[Work order]
Find where "In this photo, point at the dog's ear, one" appears in the records below, then return that line and every later line exactly, stopping only at the last line.

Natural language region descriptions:
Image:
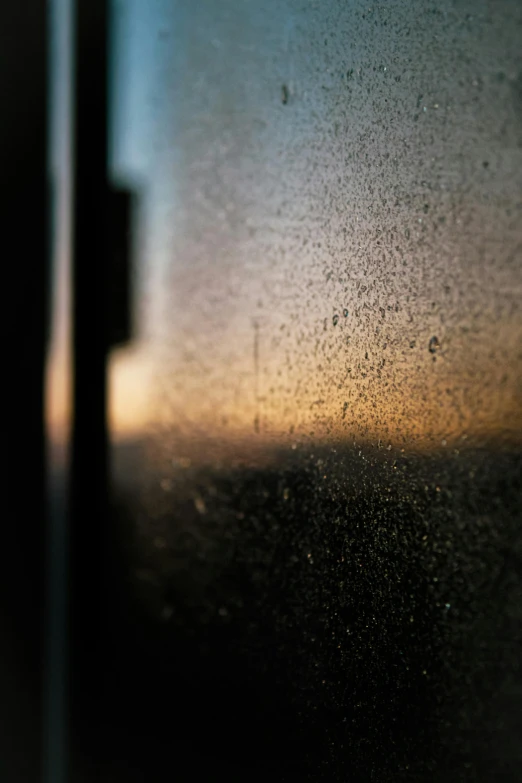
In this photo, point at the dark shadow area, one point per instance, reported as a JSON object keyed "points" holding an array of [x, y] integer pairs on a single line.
{"points": [[25, 212], [363, 628]]}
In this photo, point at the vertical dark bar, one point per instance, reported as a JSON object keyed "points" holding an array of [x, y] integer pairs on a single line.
{"points": [[89, 448], [23, 153]]}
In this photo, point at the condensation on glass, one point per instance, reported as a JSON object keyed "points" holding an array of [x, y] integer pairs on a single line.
{"points": [[316, 426]]}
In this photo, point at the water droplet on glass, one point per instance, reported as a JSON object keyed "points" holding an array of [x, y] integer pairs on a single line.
{"points": [[434, 345]]}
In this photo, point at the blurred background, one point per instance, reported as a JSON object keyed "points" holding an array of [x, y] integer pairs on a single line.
{"points": [[278, 265]]}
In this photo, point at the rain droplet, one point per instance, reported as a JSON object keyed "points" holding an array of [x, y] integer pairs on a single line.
{"points": [[434, 345]]}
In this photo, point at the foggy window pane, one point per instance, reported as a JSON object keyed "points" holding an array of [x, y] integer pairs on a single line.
{"points": [[316, 425]]}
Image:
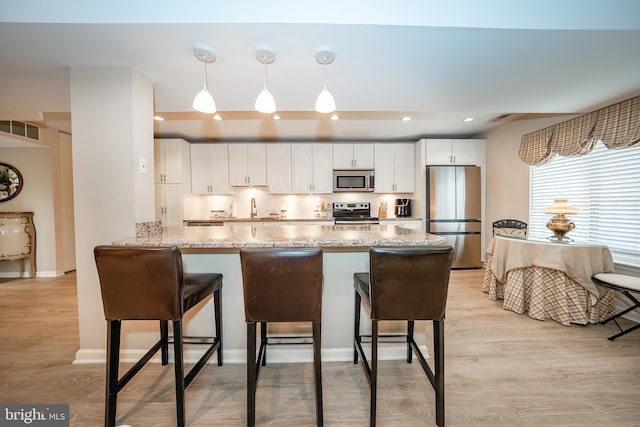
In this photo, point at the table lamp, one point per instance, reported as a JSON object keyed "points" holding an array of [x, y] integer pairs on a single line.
{"points": [[559, 223]]}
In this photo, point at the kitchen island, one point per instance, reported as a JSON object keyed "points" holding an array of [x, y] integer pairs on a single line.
{"points": [[216, 249]]}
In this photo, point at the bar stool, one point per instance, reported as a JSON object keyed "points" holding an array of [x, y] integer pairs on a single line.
{"points": [[404, 283], [148, 283], [281, 285]]}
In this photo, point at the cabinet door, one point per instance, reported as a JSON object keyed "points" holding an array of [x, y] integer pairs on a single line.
{"points": [[301, 168], [169, 204], [257, 164], [403, 167], [464, 151], [322, 178], [342, 156], [238, 164], [363, 156], [219, 168], [279, 168], [209, 169], [168, 161], [384, 168], [247, 164], [200, 169], [438, 152]]}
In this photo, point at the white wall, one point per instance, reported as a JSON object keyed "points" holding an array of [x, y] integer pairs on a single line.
{"points": [[112, 126], [37, 196]]}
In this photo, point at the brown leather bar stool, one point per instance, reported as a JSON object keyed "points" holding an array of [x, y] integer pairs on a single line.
{"points": [[148, 283], [405, 283], [281, 285]]}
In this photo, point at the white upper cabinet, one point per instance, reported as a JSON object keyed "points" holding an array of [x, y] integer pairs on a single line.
{"points": [[169, 204], [168, 160], [353, 156], [209, 169], [311, 169], [453, 152], [279, 168], [395, 168], [247, 164]]}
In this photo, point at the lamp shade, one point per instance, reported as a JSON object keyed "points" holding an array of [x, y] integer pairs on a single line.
{"points": [[561, 206], [265, 103], [325, 102], [204, 102]]}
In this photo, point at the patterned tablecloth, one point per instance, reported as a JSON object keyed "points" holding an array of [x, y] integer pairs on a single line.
{"points": [[549, 280]]}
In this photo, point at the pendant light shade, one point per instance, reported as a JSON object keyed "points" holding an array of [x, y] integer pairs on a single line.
{"points": [[203, 100], [325, 102], [265, 102]]}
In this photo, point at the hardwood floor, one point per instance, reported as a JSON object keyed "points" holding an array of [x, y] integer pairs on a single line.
{"points": [[501, 369]]}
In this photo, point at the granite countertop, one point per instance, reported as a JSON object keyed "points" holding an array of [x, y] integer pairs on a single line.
{"points": [[236, 237], [277, 218], [257, 219]]}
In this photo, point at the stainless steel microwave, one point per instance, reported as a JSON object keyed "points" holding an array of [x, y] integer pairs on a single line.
{"points": [[351, 180]]}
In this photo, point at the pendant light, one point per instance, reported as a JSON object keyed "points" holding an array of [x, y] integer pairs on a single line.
{"points": [[325, 102], [265, 103], [203, 100]]}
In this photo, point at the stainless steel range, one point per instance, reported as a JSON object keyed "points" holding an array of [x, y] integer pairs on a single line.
{"points": [[353, 213]]}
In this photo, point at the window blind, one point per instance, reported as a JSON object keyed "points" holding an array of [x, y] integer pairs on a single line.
{"points": [[605, 185]]}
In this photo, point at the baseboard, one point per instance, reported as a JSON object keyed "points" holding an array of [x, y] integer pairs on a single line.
{"points": [[25, 275], [275, 354]]}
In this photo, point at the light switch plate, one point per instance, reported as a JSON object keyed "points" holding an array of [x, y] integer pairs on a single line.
{"points": [[142, 165]]}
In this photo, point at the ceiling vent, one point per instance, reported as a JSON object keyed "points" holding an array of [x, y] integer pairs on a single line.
{"points": [[21, 129]]}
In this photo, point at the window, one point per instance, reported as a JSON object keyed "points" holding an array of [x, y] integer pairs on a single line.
{"points": [[605, 185]]}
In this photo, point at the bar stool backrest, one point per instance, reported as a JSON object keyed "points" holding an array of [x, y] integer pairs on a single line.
{"points": [[139, 283], [282, 285], [409, 283]]}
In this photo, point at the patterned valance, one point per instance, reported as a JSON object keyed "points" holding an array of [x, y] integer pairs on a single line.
{"points": [[617, 126]]}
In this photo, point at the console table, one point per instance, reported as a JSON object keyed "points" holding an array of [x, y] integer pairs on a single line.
{"points": [[549, 280], [18, 238]]}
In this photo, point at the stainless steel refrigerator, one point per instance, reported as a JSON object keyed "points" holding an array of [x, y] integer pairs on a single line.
{"points": [[454, 211]]}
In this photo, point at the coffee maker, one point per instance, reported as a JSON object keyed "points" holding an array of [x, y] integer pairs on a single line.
{"points": [[403, 207]]}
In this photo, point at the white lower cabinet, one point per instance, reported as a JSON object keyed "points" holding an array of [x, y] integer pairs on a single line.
{"points": [[169, 204]]}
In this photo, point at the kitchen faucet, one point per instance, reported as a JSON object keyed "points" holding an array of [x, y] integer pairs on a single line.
{"points": [[254, 208]]}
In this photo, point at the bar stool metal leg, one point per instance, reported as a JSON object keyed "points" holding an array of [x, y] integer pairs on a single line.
{"points": [[217, 303], [179, 371], [317, 370], [374, 370], [164, 339], [410, 328], [113, 361], [438, 341], [357, 339]]}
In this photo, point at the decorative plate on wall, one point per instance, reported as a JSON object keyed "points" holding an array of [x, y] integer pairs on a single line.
{"points": [[10, 182]]}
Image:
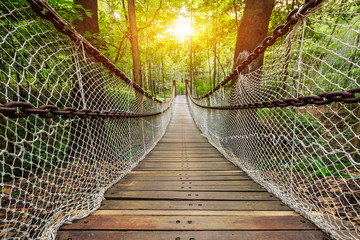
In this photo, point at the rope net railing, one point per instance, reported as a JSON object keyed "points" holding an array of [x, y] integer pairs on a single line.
{"points": [[71, 123], [294, 124]]}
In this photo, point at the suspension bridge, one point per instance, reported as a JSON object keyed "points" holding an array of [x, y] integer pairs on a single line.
{"points": [[269, 153]]}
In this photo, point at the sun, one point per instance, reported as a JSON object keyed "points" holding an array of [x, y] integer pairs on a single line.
{"points": [[181, 28]]}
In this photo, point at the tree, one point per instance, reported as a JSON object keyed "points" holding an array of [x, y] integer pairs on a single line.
{"points": [[88, 22], [252, 30], [134, 42]]}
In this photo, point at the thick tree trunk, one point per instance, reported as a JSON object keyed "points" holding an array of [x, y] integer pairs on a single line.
{"points": [[215, 43], [243, 123], [252, 30], [134, 40], [87, 24]]}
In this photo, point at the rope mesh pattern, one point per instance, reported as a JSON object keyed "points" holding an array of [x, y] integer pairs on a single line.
{"points": [[57, 170], [307, 156]]}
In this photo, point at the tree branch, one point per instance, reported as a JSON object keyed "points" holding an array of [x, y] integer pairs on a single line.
{"points": [[152, 18]]}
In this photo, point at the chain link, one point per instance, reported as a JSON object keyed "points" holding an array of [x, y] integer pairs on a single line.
{"points": [[279, 31], [24, 109], [319, 99], [44, 10]]}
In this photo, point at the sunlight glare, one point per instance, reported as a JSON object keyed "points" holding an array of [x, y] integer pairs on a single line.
{"points": [[181, 29]]}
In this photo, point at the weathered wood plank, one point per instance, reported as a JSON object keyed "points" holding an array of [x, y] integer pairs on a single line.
{"points": [[246, 222], [129, 182], [236, 188], [187, 173], [188, 178], [193, 205], [185, 195], [193, 235]]}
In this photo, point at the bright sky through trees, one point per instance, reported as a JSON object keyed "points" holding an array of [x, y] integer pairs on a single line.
{"points": [[181, 28]]}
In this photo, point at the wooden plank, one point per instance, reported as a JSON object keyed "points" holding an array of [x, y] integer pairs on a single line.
{"points": [[193, 165], [194, 205], [129, 182], [179, 160], [186, 195], [249, 188], [182, 168], [192, 235], [187, 173], [159, 222], [189, 178]]}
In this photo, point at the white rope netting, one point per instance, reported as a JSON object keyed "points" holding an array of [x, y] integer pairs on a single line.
{"points": [[308, 156], [56, 170]]}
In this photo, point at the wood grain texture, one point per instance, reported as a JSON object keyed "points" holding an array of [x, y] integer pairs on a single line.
{"points": [[185, 189]]}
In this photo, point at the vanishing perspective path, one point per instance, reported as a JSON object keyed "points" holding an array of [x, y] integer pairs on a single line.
{"points": [[185, 189]]}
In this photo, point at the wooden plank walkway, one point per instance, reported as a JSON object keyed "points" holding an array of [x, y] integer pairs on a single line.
{"points": [[185, 189]]}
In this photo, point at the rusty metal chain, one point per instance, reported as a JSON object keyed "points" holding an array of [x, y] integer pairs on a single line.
{"points": [[24, 109], [347, 96], [45, 11], [279, 31]]}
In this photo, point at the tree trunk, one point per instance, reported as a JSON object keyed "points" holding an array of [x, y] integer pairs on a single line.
{"points": [[252, 30], [217, 6], [191, 70], [88, 24], [243, 123], [134, 40]]}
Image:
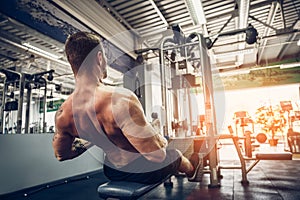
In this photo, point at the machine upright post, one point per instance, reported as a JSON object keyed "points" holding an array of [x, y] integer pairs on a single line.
{"points": [[20, 103], [210, 116], [27, 118], [2, 106], [45, 108]]}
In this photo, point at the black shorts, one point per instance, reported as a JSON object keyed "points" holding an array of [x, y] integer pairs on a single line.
{"points": [[137, 172]]}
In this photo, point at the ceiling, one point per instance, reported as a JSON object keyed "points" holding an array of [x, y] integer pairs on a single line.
{"points": [[128, 25]]}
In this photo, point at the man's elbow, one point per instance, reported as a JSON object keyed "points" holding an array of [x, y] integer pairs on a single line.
{"points": [[61, 158], [157, 156]]}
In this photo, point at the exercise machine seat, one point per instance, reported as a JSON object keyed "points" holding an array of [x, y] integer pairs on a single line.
{"points": [[124, 190], [275, 156]]}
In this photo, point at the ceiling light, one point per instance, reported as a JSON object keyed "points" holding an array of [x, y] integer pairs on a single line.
{"points": [[235, 72], [289, 65], [196, 10], [38, 49], [234, 53]]}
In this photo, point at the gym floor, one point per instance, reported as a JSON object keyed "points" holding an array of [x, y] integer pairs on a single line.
{"points": [[267, 180]]}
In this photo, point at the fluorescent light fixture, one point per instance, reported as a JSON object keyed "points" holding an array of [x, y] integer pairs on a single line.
{"points": [[235, 72], [196, 10], [289, 65], [38, 49], [234, 53]]}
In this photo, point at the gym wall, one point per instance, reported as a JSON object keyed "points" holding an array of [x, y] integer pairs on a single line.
{"points": [[28, 160]]}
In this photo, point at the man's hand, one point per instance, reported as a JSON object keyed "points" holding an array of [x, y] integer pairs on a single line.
{"points": [[80, 145]]}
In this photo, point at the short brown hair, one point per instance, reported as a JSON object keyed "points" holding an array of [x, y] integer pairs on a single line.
{"points": [[78, 46]]}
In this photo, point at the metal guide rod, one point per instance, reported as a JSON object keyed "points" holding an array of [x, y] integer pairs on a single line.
{"points": [[2, 107], [166, 126], [210, 117], [20, 103]]}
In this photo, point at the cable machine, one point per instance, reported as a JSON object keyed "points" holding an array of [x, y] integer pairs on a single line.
{"points": [[15, 85], [190, 52]]}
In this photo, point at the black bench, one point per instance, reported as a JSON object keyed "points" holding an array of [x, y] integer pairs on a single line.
{"points": [[125, 190]]}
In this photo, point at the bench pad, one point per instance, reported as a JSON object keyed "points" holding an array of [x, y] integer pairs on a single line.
{"points": [[124, 190], [274, 156]]}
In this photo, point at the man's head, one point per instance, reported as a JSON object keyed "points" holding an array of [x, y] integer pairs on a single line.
{"points": [[79, 45]]}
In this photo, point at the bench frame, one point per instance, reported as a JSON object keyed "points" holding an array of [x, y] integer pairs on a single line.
{"points": [[259, 156]]}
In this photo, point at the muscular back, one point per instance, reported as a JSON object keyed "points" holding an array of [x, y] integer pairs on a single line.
{"points": [[112, 119]]}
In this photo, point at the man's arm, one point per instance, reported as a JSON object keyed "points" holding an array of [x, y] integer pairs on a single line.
{"points": [[139, 132]]}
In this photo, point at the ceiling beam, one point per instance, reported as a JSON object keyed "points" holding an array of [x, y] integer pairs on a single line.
{"points": [[270, 21], [90, 13]]}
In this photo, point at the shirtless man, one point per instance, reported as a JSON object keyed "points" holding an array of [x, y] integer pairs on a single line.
{"points": [[113, 119]]}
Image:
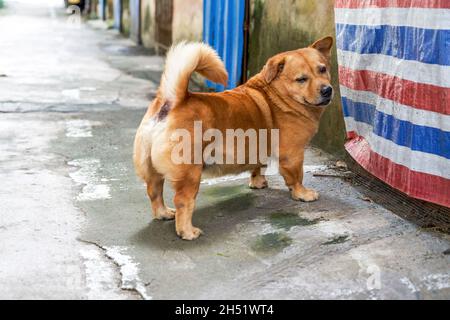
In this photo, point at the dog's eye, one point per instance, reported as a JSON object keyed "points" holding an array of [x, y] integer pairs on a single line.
{"points": [[301, 79]]}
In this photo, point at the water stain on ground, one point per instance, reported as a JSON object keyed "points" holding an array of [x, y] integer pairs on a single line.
{"points": [[336, 240], [227, 198], [274, 241], [287, 220]]}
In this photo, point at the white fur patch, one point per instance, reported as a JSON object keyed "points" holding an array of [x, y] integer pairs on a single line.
{"points": [[182, 60]]}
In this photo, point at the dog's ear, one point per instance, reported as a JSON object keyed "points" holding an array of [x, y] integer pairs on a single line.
{"points": [[273, 68], [324, 46]]}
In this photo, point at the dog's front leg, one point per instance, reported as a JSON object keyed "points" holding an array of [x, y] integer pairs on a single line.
{"points": [[186, 191], [292, 171], [257, 180]]}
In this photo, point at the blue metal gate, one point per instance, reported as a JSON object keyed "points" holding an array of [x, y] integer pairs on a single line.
{"points": [[223, 29]]}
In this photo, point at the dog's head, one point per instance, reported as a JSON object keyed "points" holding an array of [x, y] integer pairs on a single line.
{"points": [[304, 74]]}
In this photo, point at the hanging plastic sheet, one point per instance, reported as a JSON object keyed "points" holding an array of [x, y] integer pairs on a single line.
{"points": [[394, 71]]}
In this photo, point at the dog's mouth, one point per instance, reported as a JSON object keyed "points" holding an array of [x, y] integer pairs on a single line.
{"points": [[322, 103]]}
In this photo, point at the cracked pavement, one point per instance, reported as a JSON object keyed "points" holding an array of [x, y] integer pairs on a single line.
{"points": [[75, 222]]}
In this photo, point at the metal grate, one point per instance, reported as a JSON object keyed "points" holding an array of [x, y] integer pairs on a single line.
{"points": [[425, 214]]}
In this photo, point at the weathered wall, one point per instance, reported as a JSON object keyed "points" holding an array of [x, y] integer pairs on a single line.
{"points": [[280, 25], [187, 20], [148, 23]]}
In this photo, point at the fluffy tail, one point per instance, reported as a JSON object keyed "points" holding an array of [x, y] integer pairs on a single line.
{"points": [[182, 60]]}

[Expected answer]
In this photo, point at the dog's ear, one point per instance, reported as a JSON object keyed "points" holding an array of [x, y] integer pairs on a single line.
{"points": [[273, 68], [324, 46]]}
In this photo, point at the dog's front leg, one point per instance, reported as a JSON object keyed "points" holding an array of [x, y] integer pairs on a single line.
{"points": [[186, 191], [292, 171], [257, 180]]}
In this photo, point at the blue metal gate, one point per instance, reported as a JSON object keyed "points" holding an array of [x, y] integer pairs on a single line.
{"points": [[223, 29]]}
In this photo, point at the dog's head, one point per instance, reported as a JSON object keyed "points" holding an array of [x, y] integer pairs on a single line.
{"points": [[304, 74]]}
In this photo, point at the hanging plastic sheet, one point per instance, reported as a JSON object keyed "points" holding an array of [x, y] integer pairs on a single line.
{"points": [[394, 71]]}
In this photo, point at the dog's mouth, one point per instance, reported as a JSON object keyed "points" holding an array of [x, y] integer pairs on a single line.
{"points": [[322, 103]]}
In this photo, point at the cracked pavement, one point per instance, reported as a JSON object keyed "points" holding an array of [x, y] integer pairs on a single line.
{"points": [[75, 222]]}
In this photo, point at the metal grate, one point per instance, reported as a JSON object keyed "points" holding an array of [x, y] integer pairs on a single line.
{"points": [[425, 214]]}
In this photo, point at the weathered wall, one point per instance, reported as a JSON object keyed "points" holding an array of [x, y] integer pairs on a single line.
{"points": [[280, 25], [187, 20], [148, 23]]}
In this photo, point at the fluffy tail, one point per instance, reported as a JSON object keyed "points" holding an array of [x, y] integer pairs on a single line.
{"points": [[182, 60]]}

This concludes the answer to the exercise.